● **Requirement 1**
In the article about Porsche Junior driver Adam Smalley, what business does his father run?
● **Requirement 2**
Pick up the article about Porsche Junior driver Adam Smalley where it stops and keep writing it.

● **Source text**
────
A factory Le Mans drive is the only target for this Porsche Junior
When the wraps were taken off of the Porsche 963 LMDh Le Mans contender at the Goodwood Festival of Speed last month, among the figures in team gear watching on was a young British driver few will have reason to recognise. Yet.
Adam Smalley, 21, is backing himself to change all that in the next couple of years. Give him time and he believes he can be more than just a hopeful onlooker when Porsche launches its future Le Mans campaigns.
Smalley was wearing Porsche team gear because he’s the current Carrera Cup GB Junior, a status coveted among the highest honours for young British racing drivers. As the Junior for this year and next, Smalley is already technically a factory driver. Now he just needs to convince Porsche to keep him on the books, first by winning the Carrera Cup and then by progressing through the international GT ranks. It’s worked for others: among the six works 963 drivers are Frenchman Mathieu Jaminet and Australian Matt Campbell, both of whom have graduated from Porsche Junior status. They are the hard proof it can be done.
Faith in the system
In the past, Formula 1 superstars were called on to boost the sophisticated Porsche 919 hybrid LMP1 campaign. Nico Hulkenberg made a Le Mans-winning cameo in 2015, the same year Mark Webber became a World Endurance Champion. But this time F1 star names are conspicuous by their absence. “Nothing against F1 drivers, we decided to go down this route because we believe this will give us the success we want,” explained Porsche motor sport chief Thomas Laudenbach. Home-grown talent over ‘Galacticos’ is the refreshing theme. When Fernando Alonso twice won Le Mans, naturally he hogged the headlines over the Toyota team he drove for. If Porsche scores its 20th Le Mans win next year, that won’t happen if the wider public don’t recognise the names of the racing drivers.
The trouble for Adam Smalley is there’s a long line of talent ahead of him bidding for the same future, including his Junior predecessor Harry King who is now racing in the Porsche Supercup F1 support series. Smalley needs an edge, but can point to how he has risen from humble roots as evidence that he already has it.
The dad-and-lad tale
Smalley’s story, admittedly, has been told countless times before, but still it’s a heartening one. He is from a family of “normal working people” in Poulton-le-Fylde, near Blackpool, where his father runs an MOT garage. A typical dad-and-lad racing adventure began in go-karts when Adam was eight and from first steps in a car park behind Blackpool airport he rose through the junior ranks, sacrificing the usual teenage social life to dedicate everything to motor sport. Success at British and European level was all well and good, but without a “massive financial background” how was he ever going to progress into car racing?
────
● **Dataset records**
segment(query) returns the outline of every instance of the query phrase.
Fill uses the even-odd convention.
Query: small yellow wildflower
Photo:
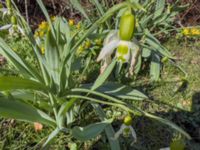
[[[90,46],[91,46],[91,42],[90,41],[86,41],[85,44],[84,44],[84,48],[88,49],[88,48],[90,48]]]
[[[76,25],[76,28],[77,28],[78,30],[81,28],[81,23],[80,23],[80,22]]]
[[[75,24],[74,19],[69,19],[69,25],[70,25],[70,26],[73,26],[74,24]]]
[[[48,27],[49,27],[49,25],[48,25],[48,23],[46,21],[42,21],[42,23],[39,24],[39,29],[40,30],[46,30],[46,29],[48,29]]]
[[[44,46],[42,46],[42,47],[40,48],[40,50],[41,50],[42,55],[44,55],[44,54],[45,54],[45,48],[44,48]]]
────
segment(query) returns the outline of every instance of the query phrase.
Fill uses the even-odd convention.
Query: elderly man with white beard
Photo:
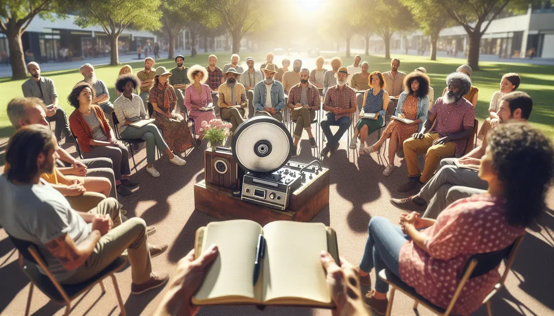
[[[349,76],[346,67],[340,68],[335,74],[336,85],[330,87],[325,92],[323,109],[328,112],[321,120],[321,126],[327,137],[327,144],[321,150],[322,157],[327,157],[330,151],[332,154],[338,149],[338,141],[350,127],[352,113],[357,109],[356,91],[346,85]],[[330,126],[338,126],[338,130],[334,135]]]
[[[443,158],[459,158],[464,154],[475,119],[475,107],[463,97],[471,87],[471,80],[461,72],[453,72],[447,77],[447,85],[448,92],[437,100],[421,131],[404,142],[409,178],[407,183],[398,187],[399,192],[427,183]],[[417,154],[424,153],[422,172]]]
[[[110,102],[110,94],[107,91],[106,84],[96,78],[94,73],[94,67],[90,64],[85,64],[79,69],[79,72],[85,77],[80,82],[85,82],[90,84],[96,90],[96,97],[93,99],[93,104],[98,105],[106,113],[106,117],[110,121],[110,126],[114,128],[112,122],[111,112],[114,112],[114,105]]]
────
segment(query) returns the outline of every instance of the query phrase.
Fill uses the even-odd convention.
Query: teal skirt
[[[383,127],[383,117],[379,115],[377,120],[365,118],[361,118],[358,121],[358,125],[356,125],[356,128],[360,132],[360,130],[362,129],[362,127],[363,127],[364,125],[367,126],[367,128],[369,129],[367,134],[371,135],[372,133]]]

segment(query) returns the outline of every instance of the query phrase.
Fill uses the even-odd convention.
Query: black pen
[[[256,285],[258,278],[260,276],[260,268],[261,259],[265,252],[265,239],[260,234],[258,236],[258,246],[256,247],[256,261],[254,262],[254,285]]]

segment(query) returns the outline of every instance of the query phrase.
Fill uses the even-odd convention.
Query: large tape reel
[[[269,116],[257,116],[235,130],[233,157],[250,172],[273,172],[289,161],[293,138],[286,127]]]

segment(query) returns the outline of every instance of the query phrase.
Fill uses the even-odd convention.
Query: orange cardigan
────
● **Task result 1**
An MOT garage in Poulton-le-Fylde, near Blackpool.

● **Task result 2**
“It wasn’t until I was 15 that I saw Ginetta’s junior scholarship, so I applied,” says Smalley. “There were 60 applicants and they narrowed it down to 30 over two days. It was my first time driving a car. When I made it through to the final I was just happy to have another day in the car.” Into the final three and the scholarship was his. “That paid for my first full season in car racing.” Last year he conquered the Ginetta GT4 Supercup, another key platform for rising UK talent, then pitched for the Porsche Junior shootout. It was a similarly intense story: 80 applicants whittled down to 12; nerve-wracking interviews; one of four to be thrown into a Porsche 911 GT3 Cup racer at Silverstone, when all he’d known was front-engined Ginettas – then the “life-changing” news he’d won. The prize was £85,000 and plenty of behind-the-scenes support for a crack at the BTCC-supporting Carrera Cup GB.
The pressure rises
“I’ve always been a cheeky person in life: if you don’t ask, you don’t get,” says Smalley, who shamelessly pitched himself at teams and sponsors, then found himself “in the right place at the right time” to succeed 2021 Carrera Cup champion Dan Cammish, who has returned to the BTCC this year in a NAPA-backed Ford Focus. That left Duckhams, a fine old British oil brand with a cult history on the British racing scene, needing a new muse for 2022. Up stepped Smalley, proudly wearing the familiar blue and yellow colours so many others – including Mark Webber – wore on their way up. Might that be a good omen?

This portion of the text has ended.